Analisando a caracterização feita por Durkheim (2007) sobre fatos sociais, não há como deixar de reconhecer a natureza coercitiva do problema da desigualdade na oportunidade de aprendizagem. Além da coerção da própria educação, esse problema também tem a mesma natureza, pois a desigualdade na oportunidade de aprendizagem é um poder que se impõe a quem quer que seja. Mesmo em sociedades mais desenvolvidas, não há equivalência na aprendizagem, ela vai variar de acordo com as normas estabelecidas, a educação familiar e entre outros aspectos. Analisando em contexto mundial, a intensidade da coerção costuma ser menor em países mais desenvolvidos e maior em países menos desenvolvidos. Afinal, nos países em desenvolvimento a desigualdade é intensificada por outras adversidades, como a pobreza, por exemplo. 

Há também sociedades em que o conjunto de crenças e práticas transmitidas pelas gerações anteriores afeta a desigualdade na oportunidade de aprendizagem. Algumas regiões delimitam o acesso à educação a partir da segregação de gênero, impedindo mulheres de terem acesso à educação. A segunda caracterização definida por Durkheim (2007) é a exterioridade, o autor relata que os fenômenos sociais devem ser manuseados de forma desassociada dos sujeitos conscientes que os concebem, segundo o autor, é preciso estudá-los de fora, como coisas exteriores.

++++++

**Atividades propostas:**
a) No trecho sobre Durkheim e a desigualdade na aprendizagem, em quais países a intensidade da coerção costuma ser maior?
b) Dê continuidade ao trecho sobre Durkheim e a desigualdade na aprendizagem, escrevendo o que viria logo após a última frase apresentada.

[Registros salvos]
++++++

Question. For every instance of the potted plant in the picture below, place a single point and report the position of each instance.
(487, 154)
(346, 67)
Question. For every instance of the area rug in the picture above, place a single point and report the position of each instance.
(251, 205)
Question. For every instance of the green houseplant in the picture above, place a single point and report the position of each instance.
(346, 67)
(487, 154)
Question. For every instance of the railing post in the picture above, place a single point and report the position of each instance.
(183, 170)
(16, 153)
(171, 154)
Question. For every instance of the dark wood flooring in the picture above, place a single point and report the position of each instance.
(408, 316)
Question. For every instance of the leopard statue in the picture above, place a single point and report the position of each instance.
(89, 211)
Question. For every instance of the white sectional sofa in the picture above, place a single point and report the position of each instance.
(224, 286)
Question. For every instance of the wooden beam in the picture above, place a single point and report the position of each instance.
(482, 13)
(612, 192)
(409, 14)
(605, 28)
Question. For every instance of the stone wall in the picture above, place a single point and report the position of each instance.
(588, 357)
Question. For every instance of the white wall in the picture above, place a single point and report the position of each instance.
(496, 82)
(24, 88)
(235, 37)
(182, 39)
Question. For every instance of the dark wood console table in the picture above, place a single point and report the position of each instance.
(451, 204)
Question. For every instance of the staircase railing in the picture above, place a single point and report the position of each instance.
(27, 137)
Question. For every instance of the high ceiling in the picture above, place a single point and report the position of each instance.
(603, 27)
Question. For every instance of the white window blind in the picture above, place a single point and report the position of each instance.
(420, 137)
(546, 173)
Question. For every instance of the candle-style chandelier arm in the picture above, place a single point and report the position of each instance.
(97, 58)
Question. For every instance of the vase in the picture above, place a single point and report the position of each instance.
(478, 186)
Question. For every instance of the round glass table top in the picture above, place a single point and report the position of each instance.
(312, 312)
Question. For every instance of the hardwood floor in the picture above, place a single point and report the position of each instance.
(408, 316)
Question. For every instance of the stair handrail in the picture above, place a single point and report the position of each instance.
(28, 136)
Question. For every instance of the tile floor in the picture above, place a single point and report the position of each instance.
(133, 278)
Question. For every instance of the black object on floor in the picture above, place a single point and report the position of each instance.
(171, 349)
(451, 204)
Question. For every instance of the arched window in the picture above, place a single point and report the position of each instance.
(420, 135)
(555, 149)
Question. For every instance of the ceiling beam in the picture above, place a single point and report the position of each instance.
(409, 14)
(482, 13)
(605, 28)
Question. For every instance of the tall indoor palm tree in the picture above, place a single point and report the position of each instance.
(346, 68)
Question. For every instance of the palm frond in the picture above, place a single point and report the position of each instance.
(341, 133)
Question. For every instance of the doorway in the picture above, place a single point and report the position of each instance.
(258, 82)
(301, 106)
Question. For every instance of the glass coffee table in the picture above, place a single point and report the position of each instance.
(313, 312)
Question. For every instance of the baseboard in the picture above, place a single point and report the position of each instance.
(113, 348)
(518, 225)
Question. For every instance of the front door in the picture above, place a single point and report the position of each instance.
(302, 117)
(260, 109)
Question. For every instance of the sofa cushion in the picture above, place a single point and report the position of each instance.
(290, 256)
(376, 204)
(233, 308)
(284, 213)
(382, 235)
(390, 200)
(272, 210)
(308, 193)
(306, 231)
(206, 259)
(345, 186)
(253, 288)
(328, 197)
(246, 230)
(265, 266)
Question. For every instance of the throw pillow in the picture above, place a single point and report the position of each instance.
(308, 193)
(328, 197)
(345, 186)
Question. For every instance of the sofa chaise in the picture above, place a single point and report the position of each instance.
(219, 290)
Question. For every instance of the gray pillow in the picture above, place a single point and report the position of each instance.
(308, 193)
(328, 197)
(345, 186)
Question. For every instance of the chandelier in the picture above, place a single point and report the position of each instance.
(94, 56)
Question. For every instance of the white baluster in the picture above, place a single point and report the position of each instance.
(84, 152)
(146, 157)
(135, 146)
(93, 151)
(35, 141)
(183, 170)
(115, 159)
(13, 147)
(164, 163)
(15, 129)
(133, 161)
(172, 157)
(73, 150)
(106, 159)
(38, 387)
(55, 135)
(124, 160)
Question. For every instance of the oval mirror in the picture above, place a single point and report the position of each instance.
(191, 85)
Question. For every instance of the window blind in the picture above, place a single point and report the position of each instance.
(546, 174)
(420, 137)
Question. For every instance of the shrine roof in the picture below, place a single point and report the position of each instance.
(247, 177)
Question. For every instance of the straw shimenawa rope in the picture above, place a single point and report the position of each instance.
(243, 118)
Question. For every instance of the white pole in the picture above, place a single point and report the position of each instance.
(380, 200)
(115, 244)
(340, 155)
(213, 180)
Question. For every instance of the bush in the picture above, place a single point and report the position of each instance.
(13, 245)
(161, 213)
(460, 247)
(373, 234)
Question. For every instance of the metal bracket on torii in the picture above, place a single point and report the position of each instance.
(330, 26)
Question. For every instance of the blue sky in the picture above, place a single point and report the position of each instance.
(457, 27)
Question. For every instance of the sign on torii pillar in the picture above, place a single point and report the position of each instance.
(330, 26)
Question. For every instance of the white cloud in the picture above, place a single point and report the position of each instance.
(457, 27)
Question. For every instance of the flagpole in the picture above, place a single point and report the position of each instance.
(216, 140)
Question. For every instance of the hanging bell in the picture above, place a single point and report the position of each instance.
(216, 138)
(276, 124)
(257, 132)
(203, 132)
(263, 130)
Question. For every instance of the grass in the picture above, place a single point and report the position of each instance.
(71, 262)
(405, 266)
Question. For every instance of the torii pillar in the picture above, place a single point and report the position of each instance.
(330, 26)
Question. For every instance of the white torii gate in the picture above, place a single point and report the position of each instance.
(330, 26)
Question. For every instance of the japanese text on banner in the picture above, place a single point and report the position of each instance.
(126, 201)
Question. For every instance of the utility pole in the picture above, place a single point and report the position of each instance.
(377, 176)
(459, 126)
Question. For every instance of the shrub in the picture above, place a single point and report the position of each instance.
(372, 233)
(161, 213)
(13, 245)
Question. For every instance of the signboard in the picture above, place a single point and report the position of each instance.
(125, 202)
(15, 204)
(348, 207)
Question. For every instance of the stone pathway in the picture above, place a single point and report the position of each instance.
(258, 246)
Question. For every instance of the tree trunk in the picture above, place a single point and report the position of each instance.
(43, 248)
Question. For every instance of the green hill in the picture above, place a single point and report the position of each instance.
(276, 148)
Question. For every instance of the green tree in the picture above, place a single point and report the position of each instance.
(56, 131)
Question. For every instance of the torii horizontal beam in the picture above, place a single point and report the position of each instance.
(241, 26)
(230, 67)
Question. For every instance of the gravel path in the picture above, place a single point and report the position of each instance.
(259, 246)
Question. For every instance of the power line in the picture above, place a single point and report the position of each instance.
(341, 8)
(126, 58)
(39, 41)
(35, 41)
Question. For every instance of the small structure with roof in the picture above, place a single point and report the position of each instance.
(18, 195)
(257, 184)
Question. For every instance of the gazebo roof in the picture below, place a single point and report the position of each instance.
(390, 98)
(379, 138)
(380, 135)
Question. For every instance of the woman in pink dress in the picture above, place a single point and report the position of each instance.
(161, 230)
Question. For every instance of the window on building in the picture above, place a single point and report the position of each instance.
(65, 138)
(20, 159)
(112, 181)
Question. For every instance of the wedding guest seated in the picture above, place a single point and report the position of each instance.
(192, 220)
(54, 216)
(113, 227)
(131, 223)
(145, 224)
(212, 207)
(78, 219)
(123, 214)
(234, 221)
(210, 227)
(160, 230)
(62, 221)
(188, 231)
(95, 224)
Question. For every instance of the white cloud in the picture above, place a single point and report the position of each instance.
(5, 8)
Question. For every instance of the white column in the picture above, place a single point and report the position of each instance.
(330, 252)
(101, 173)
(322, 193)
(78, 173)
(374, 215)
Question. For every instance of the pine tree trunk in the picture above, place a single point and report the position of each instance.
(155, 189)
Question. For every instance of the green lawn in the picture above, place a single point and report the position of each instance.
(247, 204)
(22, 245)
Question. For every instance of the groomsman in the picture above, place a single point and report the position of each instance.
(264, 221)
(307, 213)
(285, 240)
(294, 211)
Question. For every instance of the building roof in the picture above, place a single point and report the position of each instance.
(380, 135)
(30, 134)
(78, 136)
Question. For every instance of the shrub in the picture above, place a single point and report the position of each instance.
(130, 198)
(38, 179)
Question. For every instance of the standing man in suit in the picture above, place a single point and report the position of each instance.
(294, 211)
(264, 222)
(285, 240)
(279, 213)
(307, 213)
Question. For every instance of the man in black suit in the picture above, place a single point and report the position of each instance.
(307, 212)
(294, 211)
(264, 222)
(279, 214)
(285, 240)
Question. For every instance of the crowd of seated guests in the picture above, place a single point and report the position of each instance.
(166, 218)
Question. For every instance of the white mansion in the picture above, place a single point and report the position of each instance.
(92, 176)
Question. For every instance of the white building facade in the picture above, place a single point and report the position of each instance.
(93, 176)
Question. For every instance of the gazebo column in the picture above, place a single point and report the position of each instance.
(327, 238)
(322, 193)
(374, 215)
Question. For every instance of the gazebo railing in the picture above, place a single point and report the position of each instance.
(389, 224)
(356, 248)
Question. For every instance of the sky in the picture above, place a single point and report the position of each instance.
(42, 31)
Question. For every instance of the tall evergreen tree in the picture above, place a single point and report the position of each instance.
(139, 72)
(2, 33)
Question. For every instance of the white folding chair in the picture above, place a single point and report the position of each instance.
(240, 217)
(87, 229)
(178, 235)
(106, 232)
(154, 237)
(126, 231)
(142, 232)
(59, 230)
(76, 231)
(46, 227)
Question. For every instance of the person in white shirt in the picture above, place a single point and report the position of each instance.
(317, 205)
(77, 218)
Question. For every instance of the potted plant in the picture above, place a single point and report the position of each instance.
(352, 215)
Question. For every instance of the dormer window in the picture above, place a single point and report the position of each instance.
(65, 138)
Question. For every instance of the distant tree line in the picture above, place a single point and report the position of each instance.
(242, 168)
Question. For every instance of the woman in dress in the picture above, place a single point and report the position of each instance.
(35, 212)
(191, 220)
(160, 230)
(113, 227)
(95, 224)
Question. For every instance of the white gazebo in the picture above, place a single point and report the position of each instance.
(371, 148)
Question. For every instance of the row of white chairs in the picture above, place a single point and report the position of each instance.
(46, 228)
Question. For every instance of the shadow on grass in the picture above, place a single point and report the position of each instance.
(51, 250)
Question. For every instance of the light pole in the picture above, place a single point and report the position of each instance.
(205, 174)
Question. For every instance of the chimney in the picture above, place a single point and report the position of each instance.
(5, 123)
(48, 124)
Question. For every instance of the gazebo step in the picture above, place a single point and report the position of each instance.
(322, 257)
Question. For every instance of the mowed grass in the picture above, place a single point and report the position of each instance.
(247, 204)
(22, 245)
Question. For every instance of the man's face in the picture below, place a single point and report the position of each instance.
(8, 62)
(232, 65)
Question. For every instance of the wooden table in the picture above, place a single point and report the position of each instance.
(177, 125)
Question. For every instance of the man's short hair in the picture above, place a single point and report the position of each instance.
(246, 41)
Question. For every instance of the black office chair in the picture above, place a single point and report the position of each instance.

++++++

**Gabarito:**
a) Nos países menos desenvolvidos.

b)
Não é possível afirmar que a problemática abordada pode ser estudada separada do sujeito, o objeto poderá ser analisado com a máxima imparcialidade na investigação dos fatos, mas o julgamento em questão é a total imparcialidade. Conforme Pedro Demo, “todo cientista, ao fazer ciência, saberá que não faz a ciência, mas oferece apenas um enfoque, um ponto de vista, uma interpretação, já que ele próprio não passa de um cientista”, a demarcação científica mais importante é a discussão crítica (DEMO, 1995). Em relação a sua generalização, o problema da oportunidade de aprendizagem existe fora das consciências individuais, não é algo que pertence ao indivíduo, mas sim, é fruto da sociedade. Como relatado, está presente de forma difundida em diversos países e culturas.
Fonte: George Goodwin Killburne 

CONSIDERAÇÕES FINAIS 

A pandemia de COVID-19 vai deixar um grande impacto no que diz respeito à educação de crianças e jovens com maior vulnerabilidade. Para que a situação seja combatida de forma positiva é preciso investir em políticas públicas, desenvolvendo práticas coletivas voltadas ao enfrentamento do problema. É preciso que os gestores caracterizem melhor a problemática, sempre buscando se atualizar em relação à sociedade.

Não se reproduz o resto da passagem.